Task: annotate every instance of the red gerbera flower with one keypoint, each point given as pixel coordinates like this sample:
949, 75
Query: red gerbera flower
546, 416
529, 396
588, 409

* Given request
Reproduce the lines above word for word, with no changes.

* Output of the task
Task: annotate every instance of the red gerbera flower with one keypoint, each point given as pixel coordinates like this sample:
949, 75
Query: red gerbera flower
546, 416
529, 396
588, 409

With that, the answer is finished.